> _Set exercise_:
Will you write out the data exactly, excluding every picture?

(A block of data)
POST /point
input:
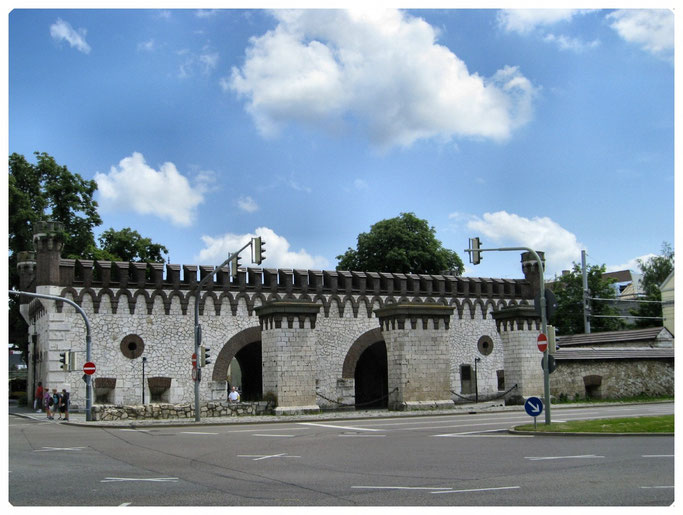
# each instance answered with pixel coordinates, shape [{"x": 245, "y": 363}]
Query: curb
[{"x": 556, "y": 433}]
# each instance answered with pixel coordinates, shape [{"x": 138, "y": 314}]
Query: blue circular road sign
[{"x": 533, "y": 406}]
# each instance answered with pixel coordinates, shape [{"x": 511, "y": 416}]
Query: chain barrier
[
  {"x": 485, "y": 400},
  {"x": 340, "y": 404}
]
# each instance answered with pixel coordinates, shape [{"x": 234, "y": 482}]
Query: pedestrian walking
[
  {"x": 38, "y": 399},
  {"x": 55, "y": 402},
  {"x": 47, "y": 401},
  {"x": 64, "y": 405}
]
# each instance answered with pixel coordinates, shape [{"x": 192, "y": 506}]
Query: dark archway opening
[
  {"x": 249, "y": 359},
  {"x": 371, "y": 377}
]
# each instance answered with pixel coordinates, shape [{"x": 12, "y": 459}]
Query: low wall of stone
[{"x": 108, "y": 412}]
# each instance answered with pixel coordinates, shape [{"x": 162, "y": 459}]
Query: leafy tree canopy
[
  {"x": 568, "y": 289},
  {"x": 655, "y": 270},
  {"x": 404, "y": 244},
  {"x": 128, "y": 245},
  {"x": 49, "y": 191}
]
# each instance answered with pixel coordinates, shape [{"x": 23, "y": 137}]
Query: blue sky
[{"x": 545, "y": 129}]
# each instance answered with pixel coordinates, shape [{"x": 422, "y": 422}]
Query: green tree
[
  {"x": 49, "y": 191},
  {"x": 568, "y": 289},
  {"x": 128, "y": 245},
  {"x": 655, "y": 270},
  {"x": 404, "y": 244}
]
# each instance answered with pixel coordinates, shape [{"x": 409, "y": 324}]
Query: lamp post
[
  {"x": 476, "y": 380},
  {"x": 144, "y": 360}
]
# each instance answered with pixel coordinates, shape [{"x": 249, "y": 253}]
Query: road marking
[
  {"x": 258, "y": 457},
  {"x": 348, "y": 428},
  {"x": 152, "y": 479},
  {"x": 538, "y": 458},
  {"x": 362, "y": 436},
  {"x": 51, "y": 449},
  {"x": 480, "y": 434},
  {"x": 402, "y": 487},
  {"x": 479, "y": 490}
]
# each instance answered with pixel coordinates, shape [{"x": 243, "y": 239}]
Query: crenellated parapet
[{"x": 130, "y": 287}]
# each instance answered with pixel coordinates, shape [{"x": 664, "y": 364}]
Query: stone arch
[
  {"x": 363, "y": 342},
  {"x": 231, "y": 348}
]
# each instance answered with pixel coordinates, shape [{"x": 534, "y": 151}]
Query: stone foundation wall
[
  {"x": 178, "y": 411},
  {"x": 612, "y": 379}
]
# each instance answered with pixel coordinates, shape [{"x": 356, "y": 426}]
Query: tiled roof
[
  {"x": 609, "y": 353},
  {"x": 635, "y": 335}
]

> _Output of the task_:
POST /point
input:
# each instance answered with pixel coordinates, shape [{"x": 245, "y": 363}]
Query: curb
[{"x": 556, "y": 433}]
# each instance answered with pixel coordinates, shape [{"x": 138, "y": 314}]
Query: blue circular road sign
[{"x": 533, "y": 406}]
# each instance answered with pixel coordinates, shape [{"x": 511, "y": 416}]
Query: chain barrier
[
  {"x": 485, "y": 400},
  {"x": 340, "y": 404}
]
# each instance answered with pixel coordinates, shape [{"x": 234, "y": 482}]
Query: pedestrian walking
[
  {"x": 38, "y": 399},
  {"x": 55, "y": 402},
  {"x": 47, "y": 401},
  {"x": 64, "y": 405}
]
# each instance answered with pixel coordinates, shape [{"x": 192, "y": 506}]
Query: dark archway opening
[
  {"x": 249, "y": 359},
  {"x": 371, "y": 377}
]
# each instance answered with pixel coordinates, shape [{"x": 12, "y": 459}]
Query: low wall of stone
[{"x": 108, "y": 412}]
# each instance answered with pixel coordinates, shape [{"x": 162, "y": 459}]
Query: leafy tree canopy
[
  {"x": 568, "y": 289},
  {"x": 655, "y": 270},
  {"x": 404, "y": 244},
  {"x": 128, "y": 245},
  {"x": 49, "y": 191}
]
# each instance answered with pixel coordinates, shape [{"x": 23, "y": 137}]
Query: blue sky
[{"x": 545, "y": 129}]
# each instance answered with pixel coordinates, shape [{"x": 422, "y": 422}]
Query: green tree
[
  {"x": 49, "y": 191},
  {"x": 568, "y": 289},
  {"x": 128, "y": 245},
  {"x": 655, "y": 270},
  {"x": 404, "y": 244}
]
# each instance answered with pixel coordinates, shape [{"x": 409, "y": 324}]
Query: lamp post
[
  {"x": 476, "y": 380},
  {"x": 144, "y": 360}
]
# each instance answered with pixel coordinates, shape [{"x": 249, "y": 253}]
Query: road marking
[
  {"x": 258, "y": 457},
  {"x": 348, "y": 428},
  {"x": 152, "y": 479},
  {"x": 538, "y": 458},
  {"x": 362, "y": 436},
  {"x": 51, "y": 449},
  {"x": 480, "y": 434},
  {"x": 402, "y": 487},
  {"x": 479, "y": 490}
]
# each instance answered with pixel coordinates, shape [{"x": 243, "y": 239}]
Query: crenellated parapet
[{"x": 130, "y": 287}]
# each instance answered with pixel coordinates, shape [{"x": 664, "y": 364}]
Query: stone arch
[
  {"x": 363, "y": 342},
  {"x": 231, "y": 348}
]
# each instance answered with pixel coordinates, shape [{"x": 534, "y": 151}]
Query: stone foundation wall
[
  {"x": 178, "y": 411},
  {"x": 612, "y": 379}
]
# each instance answered with pixel coordinates, shape [{"x": 356, "y": 426}]
Query: tiled roof
[
  {"x": 609, "y": 353},
  {"x": 635, "y": 335}
]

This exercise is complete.